[Dataset entries]
..........

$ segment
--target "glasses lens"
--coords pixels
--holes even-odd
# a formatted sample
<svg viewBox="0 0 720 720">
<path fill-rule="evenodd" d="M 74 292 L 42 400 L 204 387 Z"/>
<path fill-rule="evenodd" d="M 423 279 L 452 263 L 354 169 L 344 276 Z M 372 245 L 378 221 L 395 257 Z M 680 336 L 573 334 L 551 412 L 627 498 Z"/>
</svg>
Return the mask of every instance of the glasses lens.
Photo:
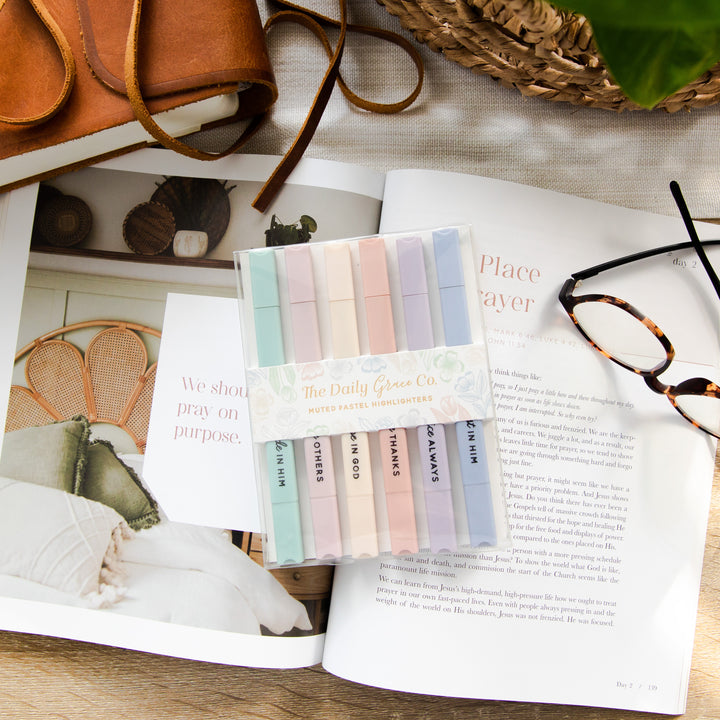
<svg viewBox="0 0 720 720">
<path fill-rule="evenodd" d="M 720 437 L 720 398 L 709 395 L 678 395 L 675 402 L 680 410 L 701 428 Z"/>
<path fill-rule="evenodd" d="M 667 353 L 660 340 L 617 305 L 584 302 L 576 305 L 573 313 L 586 335 L 622 365 L 646 372 L 666 362 Z"/>
</svg>

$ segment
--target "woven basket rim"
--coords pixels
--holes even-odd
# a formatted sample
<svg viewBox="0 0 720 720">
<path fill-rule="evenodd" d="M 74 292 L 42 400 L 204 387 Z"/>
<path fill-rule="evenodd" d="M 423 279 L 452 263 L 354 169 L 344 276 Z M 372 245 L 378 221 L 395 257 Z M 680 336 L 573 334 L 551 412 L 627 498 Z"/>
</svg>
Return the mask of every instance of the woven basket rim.
<svg viewBox="0 0 720 720">
<path fill-rule="evenodd" d="M 585 17 L 548 0 L 377 0 L 416 40 L 527 97 L 644 110 L 613 80 Z M 720 63 L 658 103 L 675 112 L 720 100 Z"/>
</svg>

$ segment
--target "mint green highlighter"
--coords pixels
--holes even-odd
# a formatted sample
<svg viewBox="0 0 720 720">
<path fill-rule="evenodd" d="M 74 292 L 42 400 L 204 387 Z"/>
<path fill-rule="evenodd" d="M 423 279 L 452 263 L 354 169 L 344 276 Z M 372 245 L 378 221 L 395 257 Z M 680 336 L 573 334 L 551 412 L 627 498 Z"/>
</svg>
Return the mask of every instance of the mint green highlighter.
<svg viewBox="0 0 720 720">
<path fill-rule="evenodd" d="M 280 296 L 273 250 L 251 252 L 255 344 L 258 365 L 270 367 L 285 363 Z M 270 504 L 279 565 L 305 560 L 298 502 L 295 451 L 292 440 L 275 440 L 265 444 L 265 458 L 270 487 Z"/>
</svg>

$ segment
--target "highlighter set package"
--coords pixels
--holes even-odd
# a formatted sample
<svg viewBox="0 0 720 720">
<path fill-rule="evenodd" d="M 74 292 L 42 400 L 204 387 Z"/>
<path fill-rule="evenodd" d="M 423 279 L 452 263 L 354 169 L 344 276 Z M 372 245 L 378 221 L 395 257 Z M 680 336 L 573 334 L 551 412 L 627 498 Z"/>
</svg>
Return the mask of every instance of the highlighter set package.
<svg viewBox="0 0 720 720">
<path fill-rule="evenodd" d="M 470 228 L 235 266 L 266 567 L 508 547 Z"/>
</svg>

..........

» BRIEF
Retype every record as it stands. None of the pictures should appear.

» RESPONSE TO THE TASK
$ segment
--target "glasses lens"
--coords pixels
--holes even-odd
# a formatted sample
<svg viewBox="0 0 720 720">
<path fill-rule="evenodd" d="M 74 292 L 42 400 L 204 387 Z"/>
<path fill-rule="evenodd" d="M 423 279 L 452 263 L 354 169 L 344 276 Z M 372 245 L 378 221 L 395 257 Z M 680 336 L 573 334 L 551 412 L 627 498 Z"/>
</svg>
Return the mask of every instance of the glasses lens.
Photo:
<svg viewBox="0 0 720 720">
<path fill-rule="evenodd" d="M 720 437 L 720 398 L 709 395 L 678 395 L 675 402 L 680 410 L 701 428 Z"/>
<path fill-rule="evenodd" d="M 667 353 L 660 340 L 617 305 L 584 302 L 576 305 L 573 313 L 586 335 L 622 365 L 646 372 L 666 362 Z"/>
</svg>

$ segment
--target "woven basket rim"
--coords pixels
--holes even-odd
# a formatted sample
<svg viewBox="0 0 720 720">
<path fill-rule="evenodd" d="M 74 292 L 42 400 L 204 387 Z"/>
<path fill-rule="evenodd" d="M 423 279 L 452 263 L 354 169 L 344 276 Z M 372 245 L 378 221 L 395 257 Z M 680 336 L 573 334 L 551 412 L 627 498 Z"/>
</svg>
Return the mask of every instance of the woven basket rim.
<svg viewBox="0 0 720 720">
<path fill-rule="evenodd" d="M 585 17 L 548 0 L 377 0 L 416 40 L 527 97 L 644 110 L 613 80 Z M 720 63 L 658 103 L 675 112 L 720 100 Z"/>
</svg>

$ segment
--target "mint green highlighter"
--coords pixels
--holes even-odd
# a formatted sample
<svg viewBox="0 0 720 720">
<path fill-rule="evenodd" d="M 74 292 L 42 400 L 204 387 Z"/>
<path fill-rule="evenodd" d="M 423 279 L 452 263 L 354 169 L 344 276 Z M 372 245 L 378 221 L 395 257 Z M 680 336 L 573 334 L 551 412 L 627 498 Z"/>
</svg>
Return the mask of every instance of the mint green highlighter.
<svg viewBox="0 0 720 720">
<path fill-rule="evenodd" d="M 280 296 L 273 250 L 251 252 L 255 344 L 258 365 L 270 367 L 285 363 Z M 270 504 L 279 565 L 305 560 L 298 502 L 295 451 L 292 440 L 275 440 L 265 444 L 265 458 L 270 487 Z"/>
</svg>

$ segment
--target "highlighter set package"
--coords pixels
--holes even-odd
# a formatted sample
<svg viewBox="0 0 720 720">
<path fill-rule="evenodd" d="M 74 292 L 42 400 L 204 387 Z"/>
<path fill-rule="evenodd" d="M 423 279 L 452 263 L 354 169 L 344 276 Z M 372 245 L 378 221 L 395 257 Z M 680 336 L 573 334 L 551 412 L 627 498 Z"/>
</svg>
Return the mask of every instance of the highlighter set package.
<svg viewBox="0 0 720 720">
<path fill-rule="evenodd" d="M 470 228 L 235 266 L 266 567 L 508 547 Z"/>
</svg>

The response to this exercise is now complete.